-- START OF Passage --

# neutral work makeup :(



## professionaltart (Aug 24, 2005)

i have a fun but very long job or my 9-5 so i feel like i cant be too pizzazy with my makeup....wearing suits all day long...bleah









i got on woodwinked, antiqued, black fluidline, diorshow and nymphette


----------



## rachie (Aug 24, 2005)

love your hair! hot rollers??


----------



## jess98765 (Aug 24, 2005)

Your lips are so hot!!! Love your hair girl! Very wild...


----------



## shes a REAL card (Aug 24, 2005)

you look like a total babe!!!  i love it


----------



## Joke (Aug 24, 2005)

Very hot, I'm going to get Woodwinked and Antique!


----------



## Lollie (Aug 24, 2005)

Wow, even at work you look like a celeb! You're very pretty!


----------



## jeanna (Aug 24, 2005)

we _seriously_ must think alike! i think this is the second or third time that we've posted FOTDs around the same time where the look was pretty much identical 
	

	
	
		
		

		
		
	


	




 anyhoo... this look is amazing! you look very polished and yeah - very much like a celebrity!


----------



## sassy*girl (Aug 24, 2005)

wow, you look fantastic! okay, not like i don't have enough neutrals already... but i must get those 
	

	
	
		
		

		
		
	


	




 so pretty 
	

	
	
		
		

		
		
	


	




sidenote for *jeanna*, i deleted the second reply you made. i hope that's what you meant! let me know or any of the other mods and admins if you would like anything to be deleted and we'll take care of it for you


----------



## kissablethoughts (Aug 24, 2005)

.


----------



## Heather_Rae (Aug 24, 2005)

Very very pretty and nice for work!


----------



## Spam.n.Rice (Aug 24, 2005)

You look great....I love how your skin glows.


----------



## Hikaru-chan (Aug 24, 2005)

Very pretty.


----------



## missunderstood (Aug 24, 2005)

That looks great! You're very pretty.


----------



## midnightlouise (Aug 24, 2005)

You look great!!!!


----------



## SugarAsh182 (Aug 24, 2005)

God you're gorgeous! I love it!


----------



## Juneplum (Aug 24, 2005)

raaawwrrr! HAWT girl!!! HAWT!!


----------



## professionaltart (Aug 24, 2005)

you ladies are TOO kind!

jeanna: i totally agree....we are on  the same wavelength


----------



## Julez (Aug 24, 2005)

You look amazing!
Your hair! Oh my god I LOVE your hair.
I think ima try this for my job.


----------



## mac_obsession (Aug 26, 2005)

Nice to see you posting again!!! LOVE the hair, its different from before no?
Love the neutrals on you,  you are so pretty!


----------



## JunkaLunk (Nov 11, 2005)

i love it.  I love your hair, your makeup AND YOU SHIRT!


----------



## KJam (Nov 11, 2005)

You make neutrals hot!

-- END OF Passage --
-- START OF Dataset extract --

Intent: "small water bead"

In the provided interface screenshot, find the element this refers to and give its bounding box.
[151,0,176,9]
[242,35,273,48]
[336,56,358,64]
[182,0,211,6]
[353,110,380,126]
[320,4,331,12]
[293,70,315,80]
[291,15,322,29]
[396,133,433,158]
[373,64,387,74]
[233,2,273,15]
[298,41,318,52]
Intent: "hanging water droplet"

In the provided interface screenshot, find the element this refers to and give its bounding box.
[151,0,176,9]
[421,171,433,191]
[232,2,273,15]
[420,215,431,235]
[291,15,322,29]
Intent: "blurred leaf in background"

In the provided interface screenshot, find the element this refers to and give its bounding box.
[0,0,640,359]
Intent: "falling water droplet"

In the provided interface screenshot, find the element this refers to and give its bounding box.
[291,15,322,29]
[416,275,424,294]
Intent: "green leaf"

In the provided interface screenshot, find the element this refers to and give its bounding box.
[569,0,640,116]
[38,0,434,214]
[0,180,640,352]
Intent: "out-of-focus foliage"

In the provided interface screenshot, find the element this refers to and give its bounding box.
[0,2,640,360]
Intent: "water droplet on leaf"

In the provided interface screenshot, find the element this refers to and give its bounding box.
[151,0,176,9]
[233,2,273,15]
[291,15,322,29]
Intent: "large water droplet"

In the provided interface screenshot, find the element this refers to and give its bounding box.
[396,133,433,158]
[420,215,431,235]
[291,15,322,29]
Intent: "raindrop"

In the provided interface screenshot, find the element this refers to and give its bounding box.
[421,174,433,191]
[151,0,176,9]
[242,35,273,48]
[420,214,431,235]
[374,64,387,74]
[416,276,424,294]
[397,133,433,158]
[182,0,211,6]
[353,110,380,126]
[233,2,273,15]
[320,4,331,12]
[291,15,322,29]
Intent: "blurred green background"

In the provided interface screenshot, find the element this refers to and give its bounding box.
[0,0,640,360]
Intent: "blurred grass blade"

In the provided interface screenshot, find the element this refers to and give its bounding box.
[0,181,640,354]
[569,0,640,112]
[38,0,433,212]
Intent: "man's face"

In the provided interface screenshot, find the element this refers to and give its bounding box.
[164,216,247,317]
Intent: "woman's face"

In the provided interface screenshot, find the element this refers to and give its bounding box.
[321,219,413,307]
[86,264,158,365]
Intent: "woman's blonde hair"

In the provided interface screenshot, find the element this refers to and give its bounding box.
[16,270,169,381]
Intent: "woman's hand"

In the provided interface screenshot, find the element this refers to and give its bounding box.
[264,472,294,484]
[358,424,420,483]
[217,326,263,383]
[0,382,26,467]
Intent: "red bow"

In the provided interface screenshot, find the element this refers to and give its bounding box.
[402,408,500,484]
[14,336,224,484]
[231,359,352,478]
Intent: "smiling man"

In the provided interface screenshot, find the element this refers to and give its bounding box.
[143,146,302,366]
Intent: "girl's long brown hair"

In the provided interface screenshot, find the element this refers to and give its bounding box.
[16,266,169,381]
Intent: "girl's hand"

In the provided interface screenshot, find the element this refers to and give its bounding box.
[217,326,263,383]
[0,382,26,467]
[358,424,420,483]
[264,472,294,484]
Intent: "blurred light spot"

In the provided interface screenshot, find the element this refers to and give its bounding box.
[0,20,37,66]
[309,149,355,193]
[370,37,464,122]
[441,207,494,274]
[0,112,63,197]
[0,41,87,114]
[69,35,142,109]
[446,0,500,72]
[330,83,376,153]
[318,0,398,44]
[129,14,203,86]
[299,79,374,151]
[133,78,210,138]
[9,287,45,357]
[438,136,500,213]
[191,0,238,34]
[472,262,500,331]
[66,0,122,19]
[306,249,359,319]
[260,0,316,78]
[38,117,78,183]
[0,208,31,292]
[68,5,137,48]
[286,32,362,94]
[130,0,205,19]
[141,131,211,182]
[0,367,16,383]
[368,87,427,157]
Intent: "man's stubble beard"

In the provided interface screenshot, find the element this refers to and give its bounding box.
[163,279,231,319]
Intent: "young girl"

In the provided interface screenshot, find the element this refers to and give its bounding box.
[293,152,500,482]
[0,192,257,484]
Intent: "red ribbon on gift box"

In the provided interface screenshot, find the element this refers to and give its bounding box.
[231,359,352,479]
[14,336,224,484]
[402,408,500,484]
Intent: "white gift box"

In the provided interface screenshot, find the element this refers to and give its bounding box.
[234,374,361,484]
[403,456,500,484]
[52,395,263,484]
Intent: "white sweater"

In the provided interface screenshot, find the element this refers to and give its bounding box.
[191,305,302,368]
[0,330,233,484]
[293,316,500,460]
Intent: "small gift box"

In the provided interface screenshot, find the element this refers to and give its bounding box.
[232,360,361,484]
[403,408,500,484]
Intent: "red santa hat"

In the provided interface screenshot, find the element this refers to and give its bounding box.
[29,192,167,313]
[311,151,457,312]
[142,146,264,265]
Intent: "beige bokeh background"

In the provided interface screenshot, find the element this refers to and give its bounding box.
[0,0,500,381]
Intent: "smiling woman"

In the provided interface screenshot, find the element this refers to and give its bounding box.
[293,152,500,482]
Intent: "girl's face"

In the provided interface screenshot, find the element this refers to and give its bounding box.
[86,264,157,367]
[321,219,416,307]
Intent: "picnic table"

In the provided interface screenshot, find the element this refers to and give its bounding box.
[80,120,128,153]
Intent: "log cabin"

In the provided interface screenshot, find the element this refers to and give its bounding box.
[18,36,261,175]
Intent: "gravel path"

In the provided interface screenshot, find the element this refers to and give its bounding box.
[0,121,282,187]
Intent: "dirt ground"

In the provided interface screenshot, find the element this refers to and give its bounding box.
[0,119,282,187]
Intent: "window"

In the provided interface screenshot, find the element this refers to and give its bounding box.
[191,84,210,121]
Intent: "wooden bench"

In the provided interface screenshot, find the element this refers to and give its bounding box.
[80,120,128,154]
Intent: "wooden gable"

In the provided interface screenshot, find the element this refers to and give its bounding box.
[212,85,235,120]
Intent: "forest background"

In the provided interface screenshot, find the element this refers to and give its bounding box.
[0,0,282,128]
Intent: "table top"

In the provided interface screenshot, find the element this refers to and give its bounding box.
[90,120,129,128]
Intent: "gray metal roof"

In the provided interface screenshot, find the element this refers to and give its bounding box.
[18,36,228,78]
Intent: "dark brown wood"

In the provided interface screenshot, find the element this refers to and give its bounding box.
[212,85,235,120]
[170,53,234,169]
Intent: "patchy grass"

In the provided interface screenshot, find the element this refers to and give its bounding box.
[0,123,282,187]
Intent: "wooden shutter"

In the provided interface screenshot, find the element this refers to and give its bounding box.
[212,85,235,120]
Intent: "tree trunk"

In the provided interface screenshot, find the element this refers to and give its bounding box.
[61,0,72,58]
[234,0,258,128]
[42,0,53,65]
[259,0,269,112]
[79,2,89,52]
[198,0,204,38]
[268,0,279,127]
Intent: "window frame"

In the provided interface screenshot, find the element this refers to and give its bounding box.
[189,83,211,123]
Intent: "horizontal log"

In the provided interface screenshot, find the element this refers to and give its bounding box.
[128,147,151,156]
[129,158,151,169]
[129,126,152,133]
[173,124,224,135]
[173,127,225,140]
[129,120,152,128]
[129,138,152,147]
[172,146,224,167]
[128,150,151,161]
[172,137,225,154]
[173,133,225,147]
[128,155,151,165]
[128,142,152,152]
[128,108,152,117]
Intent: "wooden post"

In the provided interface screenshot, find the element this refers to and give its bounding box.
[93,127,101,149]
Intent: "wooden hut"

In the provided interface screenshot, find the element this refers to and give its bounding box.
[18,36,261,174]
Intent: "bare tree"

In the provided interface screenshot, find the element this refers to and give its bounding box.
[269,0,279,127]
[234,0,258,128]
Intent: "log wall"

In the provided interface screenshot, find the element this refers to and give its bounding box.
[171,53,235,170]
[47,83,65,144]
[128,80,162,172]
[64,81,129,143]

-- END OF Dataset extract --

Required work
a: Based on the neutral work makeup thread, does each statement agree with it? (i) The first poster wears suits all day at work. (ii) The first poster lists a brown fluidline among the products worn. (iii) sassy*girl deleted a reply made by jeanna. For each, answer yes or no and quote the deciding words.
b: In the listing above, find each line containing the string "green" and report it in full.

Complete answers
a:
(i) Yes: "wearing suits all day long"
(ii) No: "black fluidline"
(iii) Yes: "sidenote for *jeanna*, i deleted the second reply you made"

b:
Intent: "green leaf"
Intent: "blurred green background"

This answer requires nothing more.